What is being asked
Return every line of the entries below that contains the word "When", matching case exactly.

+ + +

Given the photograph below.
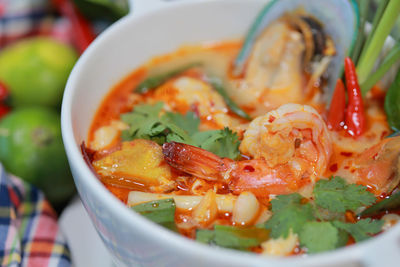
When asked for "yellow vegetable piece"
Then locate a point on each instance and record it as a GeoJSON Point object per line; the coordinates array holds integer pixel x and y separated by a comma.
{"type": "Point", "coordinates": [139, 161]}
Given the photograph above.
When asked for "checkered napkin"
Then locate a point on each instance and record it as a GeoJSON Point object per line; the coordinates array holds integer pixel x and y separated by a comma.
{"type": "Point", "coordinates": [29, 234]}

+ + +

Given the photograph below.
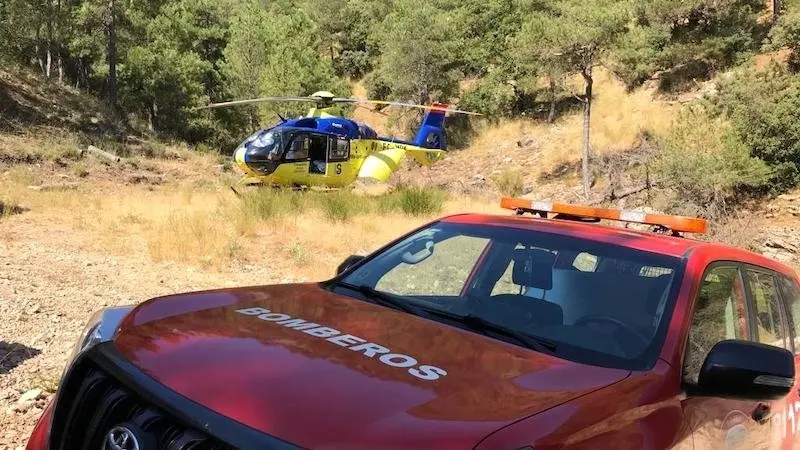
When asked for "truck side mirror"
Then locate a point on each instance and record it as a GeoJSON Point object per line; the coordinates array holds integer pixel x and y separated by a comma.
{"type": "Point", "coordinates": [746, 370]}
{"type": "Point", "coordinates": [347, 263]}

+ + +

Response
When asked for "yellow vegetable piece"
When asked for "checkered napkin"
When asked for "truck side mirror"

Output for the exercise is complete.